» LISTING:

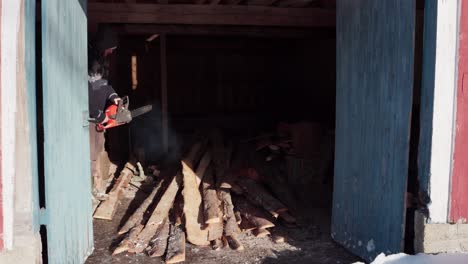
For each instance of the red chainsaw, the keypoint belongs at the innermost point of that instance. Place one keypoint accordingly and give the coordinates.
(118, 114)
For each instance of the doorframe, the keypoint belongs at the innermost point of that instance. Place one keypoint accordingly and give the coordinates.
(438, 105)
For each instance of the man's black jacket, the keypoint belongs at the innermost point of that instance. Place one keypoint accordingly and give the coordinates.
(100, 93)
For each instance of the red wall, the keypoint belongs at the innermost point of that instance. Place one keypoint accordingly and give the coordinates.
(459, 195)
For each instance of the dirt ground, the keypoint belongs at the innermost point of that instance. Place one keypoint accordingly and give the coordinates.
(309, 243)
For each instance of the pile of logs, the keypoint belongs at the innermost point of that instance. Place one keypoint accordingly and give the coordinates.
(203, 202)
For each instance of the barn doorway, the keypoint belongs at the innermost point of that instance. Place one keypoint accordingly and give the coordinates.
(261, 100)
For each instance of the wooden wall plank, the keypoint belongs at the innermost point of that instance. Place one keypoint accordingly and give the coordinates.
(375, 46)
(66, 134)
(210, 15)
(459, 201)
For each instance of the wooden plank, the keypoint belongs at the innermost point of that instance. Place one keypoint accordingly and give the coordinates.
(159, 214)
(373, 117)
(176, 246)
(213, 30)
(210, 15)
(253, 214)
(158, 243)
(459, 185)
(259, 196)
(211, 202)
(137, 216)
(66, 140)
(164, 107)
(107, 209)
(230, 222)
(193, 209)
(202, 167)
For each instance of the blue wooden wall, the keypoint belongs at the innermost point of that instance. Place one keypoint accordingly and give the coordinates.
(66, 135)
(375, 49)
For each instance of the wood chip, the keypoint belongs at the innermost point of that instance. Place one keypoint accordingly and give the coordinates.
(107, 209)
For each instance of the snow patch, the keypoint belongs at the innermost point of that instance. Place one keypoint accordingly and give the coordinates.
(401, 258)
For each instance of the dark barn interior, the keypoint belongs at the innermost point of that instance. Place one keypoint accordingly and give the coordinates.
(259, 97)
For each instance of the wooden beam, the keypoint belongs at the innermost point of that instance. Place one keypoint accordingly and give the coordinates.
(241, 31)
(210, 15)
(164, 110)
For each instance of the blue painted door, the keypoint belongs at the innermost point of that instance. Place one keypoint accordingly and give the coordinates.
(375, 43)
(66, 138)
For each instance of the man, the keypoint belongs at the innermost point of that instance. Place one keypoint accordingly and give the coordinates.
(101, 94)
---
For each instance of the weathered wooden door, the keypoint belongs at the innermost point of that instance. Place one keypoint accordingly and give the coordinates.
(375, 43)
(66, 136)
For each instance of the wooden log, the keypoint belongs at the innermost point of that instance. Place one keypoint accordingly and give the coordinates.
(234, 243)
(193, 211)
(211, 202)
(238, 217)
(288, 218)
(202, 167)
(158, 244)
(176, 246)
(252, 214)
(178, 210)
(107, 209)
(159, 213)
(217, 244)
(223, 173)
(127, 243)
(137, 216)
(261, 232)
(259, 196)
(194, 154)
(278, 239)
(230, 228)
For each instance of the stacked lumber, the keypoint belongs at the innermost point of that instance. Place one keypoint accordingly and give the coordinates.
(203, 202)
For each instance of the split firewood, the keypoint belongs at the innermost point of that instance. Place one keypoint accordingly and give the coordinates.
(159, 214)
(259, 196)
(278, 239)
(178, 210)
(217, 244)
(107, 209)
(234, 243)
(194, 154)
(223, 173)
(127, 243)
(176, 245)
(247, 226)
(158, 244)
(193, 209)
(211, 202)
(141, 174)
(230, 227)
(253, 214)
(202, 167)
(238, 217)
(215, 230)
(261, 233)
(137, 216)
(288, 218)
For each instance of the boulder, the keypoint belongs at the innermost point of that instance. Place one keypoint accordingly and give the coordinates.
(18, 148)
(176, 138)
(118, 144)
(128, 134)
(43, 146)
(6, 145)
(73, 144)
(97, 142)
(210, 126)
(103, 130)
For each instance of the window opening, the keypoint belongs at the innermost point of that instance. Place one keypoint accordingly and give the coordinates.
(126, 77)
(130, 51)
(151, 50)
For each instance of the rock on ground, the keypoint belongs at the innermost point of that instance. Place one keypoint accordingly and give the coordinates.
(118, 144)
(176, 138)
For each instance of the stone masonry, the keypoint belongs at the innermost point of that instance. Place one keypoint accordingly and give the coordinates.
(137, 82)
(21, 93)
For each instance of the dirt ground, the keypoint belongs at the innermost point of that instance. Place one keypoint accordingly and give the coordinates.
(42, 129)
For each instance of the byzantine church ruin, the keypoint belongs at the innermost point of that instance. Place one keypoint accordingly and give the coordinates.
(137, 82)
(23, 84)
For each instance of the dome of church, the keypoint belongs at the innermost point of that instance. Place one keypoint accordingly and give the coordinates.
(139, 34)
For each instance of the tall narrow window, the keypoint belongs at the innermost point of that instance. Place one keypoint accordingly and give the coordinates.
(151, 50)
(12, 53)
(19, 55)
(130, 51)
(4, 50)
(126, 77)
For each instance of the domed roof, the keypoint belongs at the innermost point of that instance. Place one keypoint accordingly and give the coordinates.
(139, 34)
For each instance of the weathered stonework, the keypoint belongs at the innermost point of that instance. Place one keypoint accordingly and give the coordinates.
* * *
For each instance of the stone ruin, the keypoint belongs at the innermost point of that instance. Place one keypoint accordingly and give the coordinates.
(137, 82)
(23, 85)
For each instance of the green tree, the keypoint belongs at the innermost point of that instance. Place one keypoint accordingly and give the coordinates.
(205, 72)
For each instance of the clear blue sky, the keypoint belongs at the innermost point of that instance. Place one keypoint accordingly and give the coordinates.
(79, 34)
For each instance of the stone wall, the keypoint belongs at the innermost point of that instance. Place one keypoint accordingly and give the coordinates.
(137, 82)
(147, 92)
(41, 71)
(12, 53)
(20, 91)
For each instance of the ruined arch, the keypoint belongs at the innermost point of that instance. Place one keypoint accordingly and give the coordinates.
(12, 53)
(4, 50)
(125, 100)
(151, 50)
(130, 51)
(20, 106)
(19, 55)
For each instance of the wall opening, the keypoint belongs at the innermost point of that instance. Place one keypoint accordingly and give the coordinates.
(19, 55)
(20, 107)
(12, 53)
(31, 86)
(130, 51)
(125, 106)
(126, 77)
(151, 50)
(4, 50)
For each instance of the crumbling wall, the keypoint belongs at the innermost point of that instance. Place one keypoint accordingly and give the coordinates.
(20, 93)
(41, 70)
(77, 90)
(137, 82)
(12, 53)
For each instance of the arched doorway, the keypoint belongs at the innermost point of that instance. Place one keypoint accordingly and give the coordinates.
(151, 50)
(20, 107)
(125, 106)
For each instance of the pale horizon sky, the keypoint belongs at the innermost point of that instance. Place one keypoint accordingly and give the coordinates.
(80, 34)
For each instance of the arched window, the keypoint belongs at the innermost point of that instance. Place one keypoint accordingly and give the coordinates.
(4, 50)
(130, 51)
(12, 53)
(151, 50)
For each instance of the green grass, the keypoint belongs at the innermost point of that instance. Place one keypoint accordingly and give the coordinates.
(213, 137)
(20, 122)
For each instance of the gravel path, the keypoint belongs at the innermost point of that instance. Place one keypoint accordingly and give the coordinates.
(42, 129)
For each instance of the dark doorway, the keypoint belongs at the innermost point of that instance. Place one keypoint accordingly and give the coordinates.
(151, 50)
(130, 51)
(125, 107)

» TO BE DONE: Quote the rows from the line containing "For each instance of the domed" through the line containing "For each instance of the weathered stonework, the", both included, with nothing changed.

» ANSWER IN FULL:
For each instance of the domed roof, the keypoint belongs at the innermost point of that instance. Place one keypoint accordingly and give the coordinates.
(139, 34)
For each instance of the weathered stonework, the keypoint belongs at the innermost point of that instance. Place one keypoint accordingly and give the coordinates.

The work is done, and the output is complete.